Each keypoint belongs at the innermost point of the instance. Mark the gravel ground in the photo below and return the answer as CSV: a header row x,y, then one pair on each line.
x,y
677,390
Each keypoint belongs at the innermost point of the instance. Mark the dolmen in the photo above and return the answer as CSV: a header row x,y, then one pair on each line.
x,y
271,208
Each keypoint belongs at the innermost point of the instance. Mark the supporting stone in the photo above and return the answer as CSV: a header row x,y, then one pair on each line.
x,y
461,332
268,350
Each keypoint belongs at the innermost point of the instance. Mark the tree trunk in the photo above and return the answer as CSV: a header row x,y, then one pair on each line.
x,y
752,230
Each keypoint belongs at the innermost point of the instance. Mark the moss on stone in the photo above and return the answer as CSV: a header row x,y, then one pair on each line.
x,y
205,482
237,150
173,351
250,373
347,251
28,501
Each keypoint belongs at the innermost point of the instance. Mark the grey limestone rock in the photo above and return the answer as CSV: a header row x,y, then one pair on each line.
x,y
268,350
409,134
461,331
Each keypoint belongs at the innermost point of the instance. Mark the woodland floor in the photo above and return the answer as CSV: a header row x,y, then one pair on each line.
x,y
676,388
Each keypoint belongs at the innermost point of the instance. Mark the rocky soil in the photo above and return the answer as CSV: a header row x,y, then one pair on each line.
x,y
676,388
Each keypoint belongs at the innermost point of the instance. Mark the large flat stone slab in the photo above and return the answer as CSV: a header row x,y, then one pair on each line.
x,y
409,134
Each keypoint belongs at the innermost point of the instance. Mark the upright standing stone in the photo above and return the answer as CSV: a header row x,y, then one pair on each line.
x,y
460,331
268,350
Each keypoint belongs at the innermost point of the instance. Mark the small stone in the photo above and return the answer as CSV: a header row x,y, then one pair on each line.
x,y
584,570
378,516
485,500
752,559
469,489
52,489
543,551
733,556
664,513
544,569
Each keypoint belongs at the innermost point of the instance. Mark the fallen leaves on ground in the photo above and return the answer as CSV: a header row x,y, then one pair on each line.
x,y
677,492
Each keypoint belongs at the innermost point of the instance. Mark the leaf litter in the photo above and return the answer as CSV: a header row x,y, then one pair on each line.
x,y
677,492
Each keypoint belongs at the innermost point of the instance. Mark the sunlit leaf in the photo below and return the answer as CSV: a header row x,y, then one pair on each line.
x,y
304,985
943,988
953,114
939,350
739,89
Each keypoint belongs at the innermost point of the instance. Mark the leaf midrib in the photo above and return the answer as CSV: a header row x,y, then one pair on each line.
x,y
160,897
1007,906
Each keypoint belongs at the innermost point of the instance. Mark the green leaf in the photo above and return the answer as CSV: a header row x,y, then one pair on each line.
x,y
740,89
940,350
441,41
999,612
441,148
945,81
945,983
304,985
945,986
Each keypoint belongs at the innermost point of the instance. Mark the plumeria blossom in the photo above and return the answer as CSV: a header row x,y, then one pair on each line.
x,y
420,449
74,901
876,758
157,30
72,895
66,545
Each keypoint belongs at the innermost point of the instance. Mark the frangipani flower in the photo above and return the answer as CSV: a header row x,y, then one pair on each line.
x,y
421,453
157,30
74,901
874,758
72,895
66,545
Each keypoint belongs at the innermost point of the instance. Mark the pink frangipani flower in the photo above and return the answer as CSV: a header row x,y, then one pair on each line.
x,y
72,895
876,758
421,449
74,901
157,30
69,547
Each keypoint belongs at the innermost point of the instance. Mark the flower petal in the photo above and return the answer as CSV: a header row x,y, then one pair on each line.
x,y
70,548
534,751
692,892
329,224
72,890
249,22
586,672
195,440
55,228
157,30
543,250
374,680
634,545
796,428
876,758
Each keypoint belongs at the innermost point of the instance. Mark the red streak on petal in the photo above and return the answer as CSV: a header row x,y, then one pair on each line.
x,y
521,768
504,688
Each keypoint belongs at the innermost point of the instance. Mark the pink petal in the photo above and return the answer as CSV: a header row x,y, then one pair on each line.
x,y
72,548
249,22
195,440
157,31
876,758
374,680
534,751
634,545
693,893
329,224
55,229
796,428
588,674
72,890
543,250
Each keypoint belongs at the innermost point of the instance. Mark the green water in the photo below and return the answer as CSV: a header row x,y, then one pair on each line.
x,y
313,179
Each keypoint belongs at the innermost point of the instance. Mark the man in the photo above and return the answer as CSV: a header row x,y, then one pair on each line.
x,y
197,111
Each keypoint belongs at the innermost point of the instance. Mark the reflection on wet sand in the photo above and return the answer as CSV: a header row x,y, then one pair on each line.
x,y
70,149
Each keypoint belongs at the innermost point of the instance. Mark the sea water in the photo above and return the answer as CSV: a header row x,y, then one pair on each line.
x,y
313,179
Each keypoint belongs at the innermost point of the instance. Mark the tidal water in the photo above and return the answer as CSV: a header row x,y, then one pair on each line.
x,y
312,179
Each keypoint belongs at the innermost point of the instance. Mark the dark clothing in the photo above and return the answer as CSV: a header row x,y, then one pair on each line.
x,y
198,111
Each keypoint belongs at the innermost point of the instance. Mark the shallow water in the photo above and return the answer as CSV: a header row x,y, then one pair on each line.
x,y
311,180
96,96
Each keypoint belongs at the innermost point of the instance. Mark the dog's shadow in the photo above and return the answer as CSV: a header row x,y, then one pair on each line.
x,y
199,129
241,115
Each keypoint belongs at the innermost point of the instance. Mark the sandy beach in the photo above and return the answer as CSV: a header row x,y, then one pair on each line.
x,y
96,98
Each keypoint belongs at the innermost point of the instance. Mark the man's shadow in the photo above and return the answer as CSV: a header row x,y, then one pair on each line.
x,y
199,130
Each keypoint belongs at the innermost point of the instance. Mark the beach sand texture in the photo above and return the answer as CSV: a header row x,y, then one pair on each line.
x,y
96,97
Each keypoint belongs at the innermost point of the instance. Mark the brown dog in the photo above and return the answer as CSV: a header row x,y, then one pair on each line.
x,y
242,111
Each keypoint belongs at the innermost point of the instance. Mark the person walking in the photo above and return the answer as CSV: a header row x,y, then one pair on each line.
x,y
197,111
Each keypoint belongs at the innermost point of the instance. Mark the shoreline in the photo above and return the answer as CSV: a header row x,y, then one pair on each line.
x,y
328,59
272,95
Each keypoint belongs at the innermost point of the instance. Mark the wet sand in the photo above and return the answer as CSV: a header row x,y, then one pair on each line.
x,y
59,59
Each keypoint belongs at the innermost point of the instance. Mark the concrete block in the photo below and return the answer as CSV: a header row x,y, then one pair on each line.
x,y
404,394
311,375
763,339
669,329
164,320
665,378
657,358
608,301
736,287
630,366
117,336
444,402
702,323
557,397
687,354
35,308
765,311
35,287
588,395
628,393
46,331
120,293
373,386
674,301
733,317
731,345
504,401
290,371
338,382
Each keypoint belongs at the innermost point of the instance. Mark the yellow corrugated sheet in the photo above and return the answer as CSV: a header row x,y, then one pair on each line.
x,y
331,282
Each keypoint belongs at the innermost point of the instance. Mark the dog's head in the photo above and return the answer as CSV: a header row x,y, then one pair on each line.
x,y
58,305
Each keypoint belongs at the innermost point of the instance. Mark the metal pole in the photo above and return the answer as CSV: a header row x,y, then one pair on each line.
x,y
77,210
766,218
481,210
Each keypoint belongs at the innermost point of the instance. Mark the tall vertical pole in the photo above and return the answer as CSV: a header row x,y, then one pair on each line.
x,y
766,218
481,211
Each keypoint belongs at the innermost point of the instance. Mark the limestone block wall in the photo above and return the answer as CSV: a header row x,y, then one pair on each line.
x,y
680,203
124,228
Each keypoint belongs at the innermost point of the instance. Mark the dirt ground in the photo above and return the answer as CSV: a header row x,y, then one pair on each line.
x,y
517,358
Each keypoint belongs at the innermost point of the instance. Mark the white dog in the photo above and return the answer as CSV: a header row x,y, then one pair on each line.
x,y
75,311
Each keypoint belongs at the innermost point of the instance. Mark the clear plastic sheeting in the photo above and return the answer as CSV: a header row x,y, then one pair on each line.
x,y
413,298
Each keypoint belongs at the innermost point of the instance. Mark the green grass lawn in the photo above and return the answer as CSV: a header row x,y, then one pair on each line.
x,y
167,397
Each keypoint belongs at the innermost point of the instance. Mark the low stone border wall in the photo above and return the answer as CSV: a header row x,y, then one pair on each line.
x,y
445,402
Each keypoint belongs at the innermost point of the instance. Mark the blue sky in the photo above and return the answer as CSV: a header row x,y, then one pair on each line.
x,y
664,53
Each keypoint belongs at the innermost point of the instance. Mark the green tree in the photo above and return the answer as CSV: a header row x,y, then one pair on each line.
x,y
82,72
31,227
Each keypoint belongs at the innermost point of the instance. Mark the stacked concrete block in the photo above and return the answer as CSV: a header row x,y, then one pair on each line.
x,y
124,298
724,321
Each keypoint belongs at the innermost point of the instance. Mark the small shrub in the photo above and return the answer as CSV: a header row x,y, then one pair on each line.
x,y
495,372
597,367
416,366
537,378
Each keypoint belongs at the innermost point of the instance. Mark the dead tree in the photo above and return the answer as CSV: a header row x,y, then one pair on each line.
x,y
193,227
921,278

* * * * * * *

Requirement: Please retype, without any change, the line containing "Mark the dead" and every line after it to the end of the entries above, and only those.

Exercise output:
Each keypoint belongs at the innermost point of the instance. Mark the dead tree in the photo above and return the answer as CSV: a header row x,y, then one pair on each line.
x,y
193,227
921,278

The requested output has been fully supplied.